Saved data entries

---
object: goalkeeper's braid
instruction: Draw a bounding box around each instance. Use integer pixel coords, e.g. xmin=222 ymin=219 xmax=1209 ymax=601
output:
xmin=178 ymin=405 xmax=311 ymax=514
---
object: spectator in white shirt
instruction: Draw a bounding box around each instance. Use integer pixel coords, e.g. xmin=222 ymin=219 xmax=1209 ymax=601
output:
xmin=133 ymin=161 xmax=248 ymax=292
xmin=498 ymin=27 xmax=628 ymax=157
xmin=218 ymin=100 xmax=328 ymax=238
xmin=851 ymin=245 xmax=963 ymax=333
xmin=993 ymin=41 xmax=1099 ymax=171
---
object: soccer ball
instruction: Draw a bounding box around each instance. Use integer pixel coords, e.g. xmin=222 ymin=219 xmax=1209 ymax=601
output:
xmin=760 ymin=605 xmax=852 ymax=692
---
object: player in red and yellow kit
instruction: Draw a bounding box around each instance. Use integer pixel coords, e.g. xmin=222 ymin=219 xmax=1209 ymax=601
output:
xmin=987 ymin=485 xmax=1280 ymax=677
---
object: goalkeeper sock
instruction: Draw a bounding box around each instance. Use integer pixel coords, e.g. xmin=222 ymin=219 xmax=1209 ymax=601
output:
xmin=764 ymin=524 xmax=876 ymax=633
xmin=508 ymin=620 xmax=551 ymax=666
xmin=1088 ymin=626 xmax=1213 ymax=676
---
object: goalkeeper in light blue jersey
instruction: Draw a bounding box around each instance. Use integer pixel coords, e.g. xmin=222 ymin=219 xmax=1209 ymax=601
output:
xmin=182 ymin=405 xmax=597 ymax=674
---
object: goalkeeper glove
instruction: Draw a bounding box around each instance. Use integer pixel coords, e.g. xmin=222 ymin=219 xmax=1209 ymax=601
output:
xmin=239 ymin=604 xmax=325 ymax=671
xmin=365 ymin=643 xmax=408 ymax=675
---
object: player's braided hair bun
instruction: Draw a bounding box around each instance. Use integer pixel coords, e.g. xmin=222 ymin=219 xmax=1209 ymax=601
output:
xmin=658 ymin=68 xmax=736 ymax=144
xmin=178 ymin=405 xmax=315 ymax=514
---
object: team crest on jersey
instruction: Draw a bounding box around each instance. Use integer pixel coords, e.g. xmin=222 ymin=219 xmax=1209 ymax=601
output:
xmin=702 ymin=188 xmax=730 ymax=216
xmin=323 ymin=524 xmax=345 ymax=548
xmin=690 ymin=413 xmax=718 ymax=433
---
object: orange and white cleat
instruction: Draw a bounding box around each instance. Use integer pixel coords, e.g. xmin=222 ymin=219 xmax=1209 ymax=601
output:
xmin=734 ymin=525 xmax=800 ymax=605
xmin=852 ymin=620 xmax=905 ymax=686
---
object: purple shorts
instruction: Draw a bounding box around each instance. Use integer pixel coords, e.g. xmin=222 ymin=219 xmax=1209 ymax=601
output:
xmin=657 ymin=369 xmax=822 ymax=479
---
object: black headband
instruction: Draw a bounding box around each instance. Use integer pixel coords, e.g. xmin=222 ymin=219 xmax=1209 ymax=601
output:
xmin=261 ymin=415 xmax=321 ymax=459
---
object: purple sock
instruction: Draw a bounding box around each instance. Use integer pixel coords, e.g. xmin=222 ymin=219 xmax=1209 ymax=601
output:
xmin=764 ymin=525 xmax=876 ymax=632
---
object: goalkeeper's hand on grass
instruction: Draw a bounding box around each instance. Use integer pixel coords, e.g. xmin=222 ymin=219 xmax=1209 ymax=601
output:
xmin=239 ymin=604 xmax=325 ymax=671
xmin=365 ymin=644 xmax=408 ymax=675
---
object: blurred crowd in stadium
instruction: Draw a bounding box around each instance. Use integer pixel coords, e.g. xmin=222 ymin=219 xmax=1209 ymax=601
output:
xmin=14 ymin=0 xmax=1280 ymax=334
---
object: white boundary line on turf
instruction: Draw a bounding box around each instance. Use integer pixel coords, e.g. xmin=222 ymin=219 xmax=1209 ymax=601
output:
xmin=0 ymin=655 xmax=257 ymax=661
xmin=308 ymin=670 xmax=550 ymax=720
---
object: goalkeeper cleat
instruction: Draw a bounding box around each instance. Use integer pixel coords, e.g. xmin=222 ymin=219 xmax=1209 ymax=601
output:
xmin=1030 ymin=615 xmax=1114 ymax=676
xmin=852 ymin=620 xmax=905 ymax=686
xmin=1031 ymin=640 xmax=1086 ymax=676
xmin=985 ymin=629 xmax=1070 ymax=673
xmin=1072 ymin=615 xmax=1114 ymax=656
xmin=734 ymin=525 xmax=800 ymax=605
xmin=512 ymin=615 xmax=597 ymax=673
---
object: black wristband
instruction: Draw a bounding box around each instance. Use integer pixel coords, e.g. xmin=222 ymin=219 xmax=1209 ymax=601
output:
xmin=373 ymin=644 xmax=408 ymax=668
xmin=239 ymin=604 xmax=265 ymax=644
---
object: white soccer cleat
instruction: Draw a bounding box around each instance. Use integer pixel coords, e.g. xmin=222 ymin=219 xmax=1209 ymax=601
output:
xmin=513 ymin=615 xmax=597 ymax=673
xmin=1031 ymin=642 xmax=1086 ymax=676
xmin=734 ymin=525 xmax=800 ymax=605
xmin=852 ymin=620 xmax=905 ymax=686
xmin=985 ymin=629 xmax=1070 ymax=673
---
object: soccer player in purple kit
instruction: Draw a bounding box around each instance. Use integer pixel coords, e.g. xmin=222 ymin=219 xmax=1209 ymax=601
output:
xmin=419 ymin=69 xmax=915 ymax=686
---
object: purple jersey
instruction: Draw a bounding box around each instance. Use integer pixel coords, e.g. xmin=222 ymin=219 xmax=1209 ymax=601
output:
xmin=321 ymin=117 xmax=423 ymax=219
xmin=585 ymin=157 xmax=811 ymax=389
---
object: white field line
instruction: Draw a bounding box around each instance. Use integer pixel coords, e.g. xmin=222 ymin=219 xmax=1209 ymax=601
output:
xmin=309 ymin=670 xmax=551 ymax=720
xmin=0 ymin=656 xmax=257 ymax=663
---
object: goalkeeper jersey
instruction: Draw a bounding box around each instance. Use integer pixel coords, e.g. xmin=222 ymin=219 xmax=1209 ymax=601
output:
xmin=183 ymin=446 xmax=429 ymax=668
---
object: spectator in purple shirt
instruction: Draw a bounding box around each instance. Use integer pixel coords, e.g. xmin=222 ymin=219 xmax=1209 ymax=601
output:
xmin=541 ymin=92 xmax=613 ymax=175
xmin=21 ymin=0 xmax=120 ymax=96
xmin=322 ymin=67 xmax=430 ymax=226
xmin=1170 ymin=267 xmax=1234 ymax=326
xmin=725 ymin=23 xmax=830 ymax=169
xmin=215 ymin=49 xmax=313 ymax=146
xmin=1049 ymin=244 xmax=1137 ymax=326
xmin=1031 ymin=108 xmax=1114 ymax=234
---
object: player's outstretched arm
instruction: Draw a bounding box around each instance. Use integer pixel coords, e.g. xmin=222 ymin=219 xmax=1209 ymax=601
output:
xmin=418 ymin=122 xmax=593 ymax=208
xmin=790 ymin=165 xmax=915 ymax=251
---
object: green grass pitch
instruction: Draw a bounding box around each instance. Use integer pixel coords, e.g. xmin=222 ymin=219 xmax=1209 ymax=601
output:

* ACTIVITY
After identifying the lines above that contain "cleat", copy each one.

* ANSWER TO THE EXERCISE
object: orange and white cleat
object: goalkeeper cleat
object: white soccer cleat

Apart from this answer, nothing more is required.